[Labeled-object pointing entries]

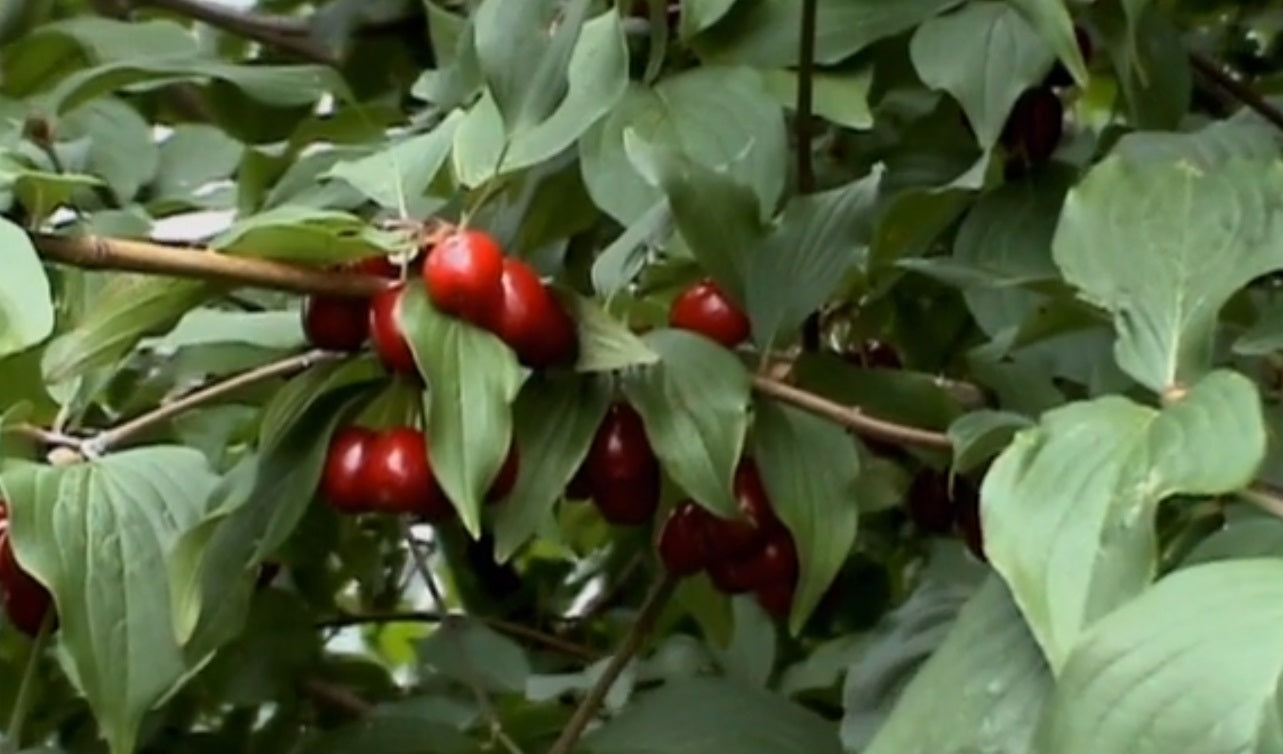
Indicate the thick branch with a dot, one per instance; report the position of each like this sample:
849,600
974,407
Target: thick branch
633,643
252,26
95,253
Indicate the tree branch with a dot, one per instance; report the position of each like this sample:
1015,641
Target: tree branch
116,435
1215,72
512,630
633,643
96,253
244,23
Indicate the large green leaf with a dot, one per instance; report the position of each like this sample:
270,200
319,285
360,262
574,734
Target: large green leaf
698,716
765,32
984,54
1163,245
98,535
1193,664
812,246
26,307
746,137
556,417
983,690
1068,508
810,468
472,381
694,405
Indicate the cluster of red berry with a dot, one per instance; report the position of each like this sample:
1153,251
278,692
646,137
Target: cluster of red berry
26,600
753,553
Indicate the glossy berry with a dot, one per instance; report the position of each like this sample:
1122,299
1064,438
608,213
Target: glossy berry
340,480
335,323
1034,126
385,332
703,308
621,468
26,600
681,540
531,321
735,539
929,503
463,273
507,476
398,476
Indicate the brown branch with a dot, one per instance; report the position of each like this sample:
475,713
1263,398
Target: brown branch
512,630
633,643
1215,72
851,417
253,26
95,253
121,432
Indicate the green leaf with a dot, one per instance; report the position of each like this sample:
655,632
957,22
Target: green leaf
1096,472
98,535
984,54
765,32
980,435
747,137
556,417
302,234
694,405
810,468
1205,631
472,382
604,343
1163,246
812,246
412,163
983,690
697,716
26,304
127,308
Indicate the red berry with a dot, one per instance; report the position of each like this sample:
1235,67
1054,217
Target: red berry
622,472
385,332
681,540
531,321
340,480
335,323
507,476
463,275
776,598
398,476
735,539
703,308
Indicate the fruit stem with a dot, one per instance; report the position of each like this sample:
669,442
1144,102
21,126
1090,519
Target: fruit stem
633,643
27,686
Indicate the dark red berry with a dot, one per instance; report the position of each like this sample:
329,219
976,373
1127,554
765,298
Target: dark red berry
531,321
386,334
463,273
341,482
681,540
703,308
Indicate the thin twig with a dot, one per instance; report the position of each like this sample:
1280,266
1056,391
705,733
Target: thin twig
243,23
96,253
121,432
633,643
1215,72
513,630
851,417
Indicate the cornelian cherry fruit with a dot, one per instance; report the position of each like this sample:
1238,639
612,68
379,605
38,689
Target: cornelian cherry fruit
386,334
398,476
531,321
703,308
463,273
340,480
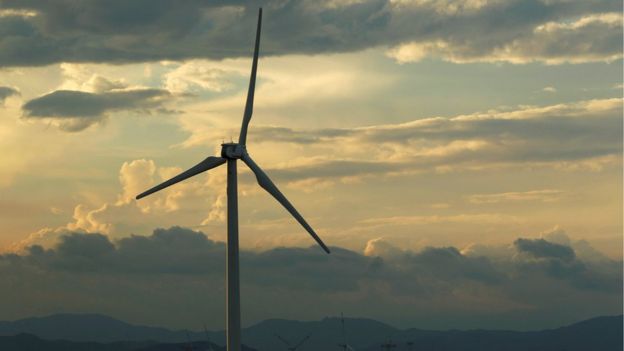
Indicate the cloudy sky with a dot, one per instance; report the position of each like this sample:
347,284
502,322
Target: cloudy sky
463,158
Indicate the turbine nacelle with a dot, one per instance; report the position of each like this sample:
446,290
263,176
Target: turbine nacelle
233,151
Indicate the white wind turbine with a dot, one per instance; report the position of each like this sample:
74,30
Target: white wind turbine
230,153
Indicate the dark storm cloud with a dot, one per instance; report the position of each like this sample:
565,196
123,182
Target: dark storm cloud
81,109
118,31
5,92
540,248
176,276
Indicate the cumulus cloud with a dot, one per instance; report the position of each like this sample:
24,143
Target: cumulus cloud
465,31
578,135
132,274
6,92
77,110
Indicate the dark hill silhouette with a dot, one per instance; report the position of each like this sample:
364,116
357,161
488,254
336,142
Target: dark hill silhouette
27,342
601,333
89,327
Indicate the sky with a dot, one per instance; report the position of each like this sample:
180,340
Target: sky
463,159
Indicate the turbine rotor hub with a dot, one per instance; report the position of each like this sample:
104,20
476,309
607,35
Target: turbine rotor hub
232,150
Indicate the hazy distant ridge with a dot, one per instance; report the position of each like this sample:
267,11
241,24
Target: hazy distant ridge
601,333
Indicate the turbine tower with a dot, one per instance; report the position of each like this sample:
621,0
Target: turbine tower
290,347
230,154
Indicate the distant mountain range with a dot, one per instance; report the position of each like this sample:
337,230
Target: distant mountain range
71,332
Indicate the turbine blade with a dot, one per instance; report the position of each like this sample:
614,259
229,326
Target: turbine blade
265,182
209,163
242,139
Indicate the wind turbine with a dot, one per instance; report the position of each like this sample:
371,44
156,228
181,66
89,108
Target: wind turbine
230,153
293,348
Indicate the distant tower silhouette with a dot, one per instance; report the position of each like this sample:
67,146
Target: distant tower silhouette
344,346
291,347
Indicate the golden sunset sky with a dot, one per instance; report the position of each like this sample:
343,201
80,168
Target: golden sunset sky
395,127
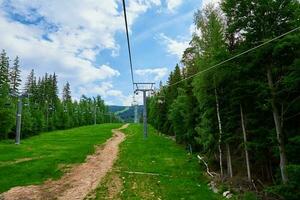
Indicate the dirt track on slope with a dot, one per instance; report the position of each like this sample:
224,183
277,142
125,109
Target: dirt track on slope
81,179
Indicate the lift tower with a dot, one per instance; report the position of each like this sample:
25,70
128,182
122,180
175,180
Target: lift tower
144,88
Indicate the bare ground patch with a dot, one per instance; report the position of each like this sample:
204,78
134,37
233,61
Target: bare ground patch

- [SET PROBLEM]
Retype each record exactly as it stands, but do not include the pictures.

- [COMPLETED EXERCISE]
Indicate the thick branch with a dot, one per instance; report the position of each like this sample:
849,600
974,407
Target: thick branch
633,643
252,26
95,253
Indicate the tree branch with a dot, one per instance; report the position of each like this sample:
1015,641
Target: tree branch
116,435
1215,72
512,630
633,643
96,253
244,23
Indicate the large green leaf with a dot, one per instance; report the position of each like this sample:
270,200
319,285
360,262
574,734
Target: large green leaf
698,716
765,32
984,54
1163,245
98,535
1193,664
812,246
26,307
746,137
556,417
983,690
1068,508
810,468
472,381
694,405
Indicate the cluster of red berry with a dot, one per instance; report the position of each like this sample:
1153,251
278,692
646,137
Target: cluster of red berry
26,600
753,553
Indicate the glossy berry with a dot, one per instance; report the position of each like this sample:
1122,299
1064,438
608,213
Target: glossy berry
340,480
335,323
1034,126
385,332
703,308
621,468
26,600
681,540
531,321
735,539
929,503
463,273
507,476
398,476
Indicate the brown branch with a dot, one per instance; report the position of each like this sample:
475,713
1263,398
Target: brown branch
512,630
633,643
1215,72
851,417
253,26
95,253
121,432
Indicate the green leaf with a dot, one per instance; report the position of each like this sample:
655,632
957,22
Target: green leaf
1096,472
98,535
984,54
765,32
980,435
747,137
556,417
302,234
694,405
810,468
1205,631
472,382
604,343
1163,246
812,246
412,163
983,690
697,716
26,304
127,308
Indicate the red berry with a dot, one per instance; report the position of each like this sample:
1235,67
1054,217
Target: red berry
622,472
385,332
681,540
531,321
340,480
335,323
507,476
463,275
776,598
398,476
735,539
703,308
Indicate the fruit stem with a dot, one per instance; report the position of each like this sample:
669,442
1144,102
21,126
1090,519
Target: fruit stem
633,643
27,686
Indicate the dark red berry with a dot, one per instance; report the position of each like this sample:
329,219
976,373
1127,554
765,298
Target: dark red berry
531,321
386,334
463,273
341,482
681,540
703,308
Indicate the thin twig with a dot, one per instance; report the position of each like this sample:
1280,266
1056,391
705,733
Target: thin twig
243,23
96,253
121,432
633,643
1215,72
513,630
851,417
Indicate the cornelian cherry fruit with a dot, one per instance; report the position of each like this sample:
1238,639
612,68
379,605
38,689
Target: cornelian cherry fruit
386,334
398,476
531,321
703,308
463,273
340,480
Indicate the cloudy sky with a dot, one per instance; report the position of each like this sample:
347,284
502,322
Target: cloudy sky
463,158
Indicate the turbine nacelle with a dot, one per instance; report the position of each like this sample:
446,290
263,176
Target: turbine nacelle
233,151
Indicate the white wind turbine with a dot, one per instance; report the position of each like this sample:
74,30
Target: white wind turbine
230,153
Indicate the dark storm cloud with a dot, one per instance; report the position of each like this sample:
565,196
123,182
Target: dark storm cloud
81,109
118,31
5,92
540,248
176,276
Indicate the cumulus cloud with a dot, one per instance; report the position of each like this sample:
24,143
Target: cumulus cloud
465,31
578,135
132,274
6,92
77,110
Indicate the dark hill silhouette with a dot, one per instance; report the position of each like this sample:
364,116
357,161
488,254
336,142
Target: dark hill silhouette
27,342
601,333
89,327
Indicate the sky with a dot, one per instance; report the position of each like this sample:
180,340
Target: sky
463,159
Indicate the turbine rotor hub with a dot, one per instance; report the position of each like this sample:
104,20
476,309
607,35
Target: turbine rotor hub
232,150
Indicate the hazy distant ridge with a dot, one per instance; report the position of each like this sample:
267,11
241,24
Target: hazy distant ridge
601,333
Indicate the turbine tower with a dot, one per instance; report the position of each like this sample:
621,0
Target: turbine tower
290,347
230,154
Indicate the distant mountain range with a dot, one per instance; report the position of each like this sample:
337,230
Target: distant mountain range
71,332
Indicate the turbine blade with a dot, one per instance; report the position of each like this sample:
614,259
229,326
Target: turbine blade
265,182
209,163
242,139
Indicate the wind turbine with a dot, one per instance; report the position of each like this sample:
371,44
156,228
181,66
89,108
Target: wind turbine
230,153
293,348
Indicate the distant tower silhouette with a dot, one per instance; report the position of each like this sample:
67,146
Target: distant tower silhouette
344,346
291,347
Indicate the golden sunset sky with a dot, one per instance; report the position of each like this sample:
343,201
80,168
Target: golden sunset sky
395,127
Indicate the dirt track on slope with a dot, one per instance; report the position of each like this sample:
224,183
277,142
125,109
Target: dirt track on slope
81,179
Indicate the lift tower with a dot, one per instance; report the position of each like this sample:
25,70
128,182
122,180
175,180
Target: lift tower
144,88
Indicate the bare ground patch with a dot, one per instance; report the position of each like this sample:
204,78
134,37
233,61
Target: bare ground patch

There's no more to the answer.